**Stated problem**
Revise the items starting at the line containing "According to the upstream classifier, the car" and ending at the end of the items. Replace "car wheel" with "vehicle tire" and keep everything else the same.

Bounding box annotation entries
begin
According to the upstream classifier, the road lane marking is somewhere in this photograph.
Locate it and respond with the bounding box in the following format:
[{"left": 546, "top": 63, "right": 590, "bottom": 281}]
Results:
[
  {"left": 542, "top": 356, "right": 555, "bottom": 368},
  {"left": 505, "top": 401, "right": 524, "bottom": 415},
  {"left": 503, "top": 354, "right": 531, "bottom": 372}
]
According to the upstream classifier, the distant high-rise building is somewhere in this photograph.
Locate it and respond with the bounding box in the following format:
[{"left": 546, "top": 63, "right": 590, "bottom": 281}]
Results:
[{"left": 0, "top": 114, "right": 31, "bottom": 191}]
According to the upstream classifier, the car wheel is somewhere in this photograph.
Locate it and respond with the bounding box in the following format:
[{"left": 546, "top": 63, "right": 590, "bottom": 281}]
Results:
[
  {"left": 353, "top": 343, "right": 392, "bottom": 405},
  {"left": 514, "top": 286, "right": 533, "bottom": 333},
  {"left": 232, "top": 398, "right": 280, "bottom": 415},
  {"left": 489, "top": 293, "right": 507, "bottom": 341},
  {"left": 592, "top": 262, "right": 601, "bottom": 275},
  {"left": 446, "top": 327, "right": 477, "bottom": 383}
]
end
**Worked answer**
According to the upstream classifier, the vehicle tire is somewhere in this photograph.
Locate it and respond with the bounding box in the following format:
[{"left": 546, "top": 63, "right": 590, "bottom": 281}]
Results:
[
  {"left": 353, "top": 343, "right": 392, "bottom": 405},
  {"left": 514, "top": 286, "right": 533, "bottom": 333},
  {"left": 232, "top": 398, "right": 280, "bottom": 415},
  {"left": 489, "top": 293, "right": 507, "bottom": 341},
  {"left": 592, "top": 262, "right": 601, "bottom": 275},
  {"left": 446, "top": 327, "right": 477, "bottom": 383}
]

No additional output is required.